• [TASKS FOR THIS EXERCISE]
- a) Answer these questions from the essay on radicalism:
(i) How does the radical view institutions?
(ii) What did Hayek see as the similarity between the far right and the far left?
(iii) In Marx's view, as the essay presents it, what did religion do?
- b) Continue the essay on radicalism, starting after its final sentence.

• [DOCUMENT EXCERPT]

:::::

Nietzsche and Marx reflect different aspects of radicalism. The radical views institutions as obstacles for the individual. It is a paradigm where the destruction of institutions is valued more than their reconstruction. The left-right spectrum fails to capture their similarities. Additional dimensions to the political divide do nothing to clarify this failure. Instead, imagine the line between the right and the left as a curve. Eventually the radical extremes converge.

Hayek recognized the similarities between the far right and the far left. He described how some youths drifted between sympathies for communism and fascism. Indeed, common experience has shown it is easier for a left-wing radical to transform into a right-wing radical than to become a moderate or centrist. The far right and the far left are closer to each other than either is to the political center. But Hayek saw the similarities between the two as an affinity for the power of the state. His misdiagnosis has given libertarians and movement conservatives a false sense of confidence in their distance from totalitarianism.

The Ideology of Radicalism

Donald Trump has earned the respect from corners of the libertarian movement in his willingness to cut taxes and reduce regulations. Libertarians conflate authoritarianism with an expansion of the state. They fail to understand authoritarianism is about limitations to political freedom. Economic policies may have relevance but only indirectly. The radical nature of libertarianism makes it difficult to accept democratic political institutions because their political principles are tied to the policies of governance rather than its process.

Marx recognized the interdependence of institutions with one another. The nuclear family reinforced concepts like property and ownership necessary for a capitalist economy to thrive. The state established laws and infrastructure for the capitalist economy. Religion distracted people from class consciousness. Institutions reinforce each other so it is not possible to simply abolish wealth of private property. Marx believed capitalism was likely to reemerge unless society was entirely reimagined.

:::::

• [DATA ENTRIES]
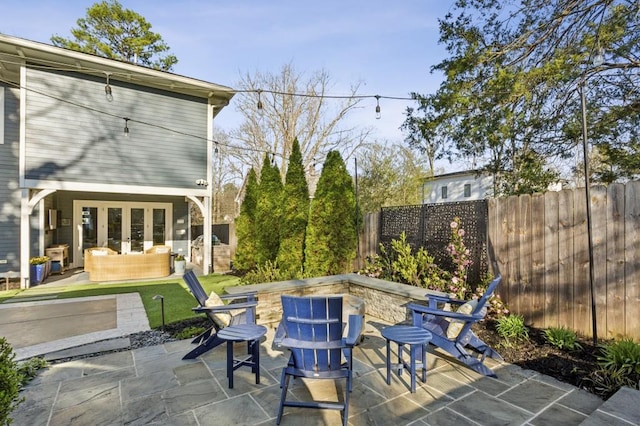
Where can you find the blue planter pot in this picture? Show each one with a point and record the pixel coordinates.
(37, 273)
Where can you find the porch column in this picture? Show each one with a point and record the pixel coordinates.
(25, 226)
(206, 232)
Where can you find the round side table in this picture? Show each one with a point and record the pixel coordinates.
(417, 338)
(250, 333)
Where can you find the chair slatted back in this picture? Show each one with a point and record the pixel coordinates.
(316, 323)
(487, 294)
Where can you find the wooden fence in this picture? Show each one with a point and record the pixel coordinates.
(539, 243)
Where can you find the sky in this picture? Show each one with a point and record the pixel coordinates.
(388, 47)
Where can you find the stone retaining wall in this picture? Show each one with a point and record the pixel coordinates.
(385, 300)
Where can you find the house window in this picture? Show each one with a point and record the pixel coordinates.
(467, 190)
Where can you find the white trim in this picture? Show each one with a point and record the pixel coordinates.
(2, 115)
(113, 188)
(126, 207)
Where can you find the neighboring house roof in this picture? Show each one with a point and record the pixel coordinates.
(455, 174)
(14, 51)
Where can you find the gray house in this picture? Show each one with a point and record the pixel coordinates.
(98, 152)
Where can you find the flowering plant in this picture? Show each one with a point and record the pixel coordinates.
(460, 255)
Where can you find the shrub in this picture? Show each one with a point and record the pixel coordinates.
(562, 338)
(331, 238)
(512, 328)
(295, 213)
(266, 273)
(189, 332)
(619, 366)
(622, 355)
(10, 382)
(245, 226)
(460, 255)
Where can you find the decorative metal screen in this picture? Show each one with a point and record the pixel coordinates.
(429, 226)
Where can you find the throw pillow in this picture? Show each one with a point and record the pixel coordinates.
(455, 327)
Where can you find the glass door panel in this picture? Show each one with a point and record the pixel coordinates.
(159, 226)
(114, 228)
(89, 228)
(136, 230)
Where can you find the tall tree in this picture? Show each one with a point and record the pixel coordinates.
(268, 212)
(510, 82)
(110, 31)
(390, 175)
(246, 226)
(295, 213)
(293, 107)
(332, 236)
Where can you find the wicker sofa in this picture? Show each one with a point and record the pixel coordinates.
(104, 264)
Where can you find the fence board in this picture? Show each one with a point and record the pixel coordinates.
(615, 260)
(511, 284)
(632, 260)
(599, 232)
(524, 256)
(582, 299)
(551, 257)
(565, 259)
(537, 261)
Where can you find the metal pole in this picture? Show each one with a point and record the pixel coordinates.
(355, 161)
(587, 191)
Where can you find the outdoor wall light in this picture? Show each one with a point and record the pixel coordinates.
(161, 299)
(107, 88)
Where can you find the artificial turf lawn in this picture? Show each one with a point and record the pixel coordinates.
(178, 301)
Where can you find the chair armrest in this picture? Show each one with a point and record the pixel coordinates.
(249, 296)
(280, 335)
(434, 299)
(421, 309)
(355, 327)
(225, 308)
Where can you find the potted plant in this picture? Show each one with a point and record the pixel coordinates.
(179, 264)
(39, 269)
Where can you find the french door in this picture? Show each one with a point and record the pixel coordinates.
(126, 227)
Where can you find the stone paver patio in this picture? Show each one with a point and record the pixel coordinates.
(154, 385)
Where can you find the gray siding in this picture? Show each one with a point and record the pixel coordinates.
(9, 191)
(74, 134)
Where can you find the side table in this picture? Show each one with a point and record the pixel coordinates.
(417, 338)
(250, 333)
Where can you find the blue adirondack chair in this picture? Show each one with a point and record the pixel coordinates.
(312, 329)
(438, 321)
(220, 315)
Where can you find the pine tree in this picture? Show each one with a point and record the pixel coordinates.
(295, 213)
(331, 240)
(245, 226)
(268, 211)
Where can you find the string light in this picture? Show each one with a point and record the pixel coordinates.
(231, 146)
(259, 101)
(107, 88)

:::::

• [ANSWERS IN ORDER]
- a)
(i) As obstacles for the individual.
(ii) An affinity for the power of the state.
(iii) It distracted people from class consciousness.

- b)
Nietzsche, on the other hand, understood the impossibility in the abolition of all institutions. Marx differs from Nietzsche because he cares about the ultimate destination. Nietzsche is a nihilist. He simply does not care where his extreme form of individualism will lead. He likely expects institutions to collapse under the weight of a strongman. Still, he anticipates their reconstruction simply so someone new may tear them down again. Either way, it is the destruction which captures his imagination rather than the process of reconstruction.

Marx as a Utopic or Nostalgic Thinker

Marx is often depicted as a visionary, but he devoted little time to the theoretical construction of his dreams. Instead, his classic works pick apart the inconsistencies of the capitalistic paradigm. He describes communism as something out of the distant past. He refers to the economies of ancient cultures as realized forms of communism. Like Rousseau, Marx believed the construction of modern institutions brought about more problems than they solved. The future for Marx was a return to the distant past. This is not a vision of utopia, but a nostalgia for what has been lost. And nostalgia is where the radicalism of the left and the right have often met.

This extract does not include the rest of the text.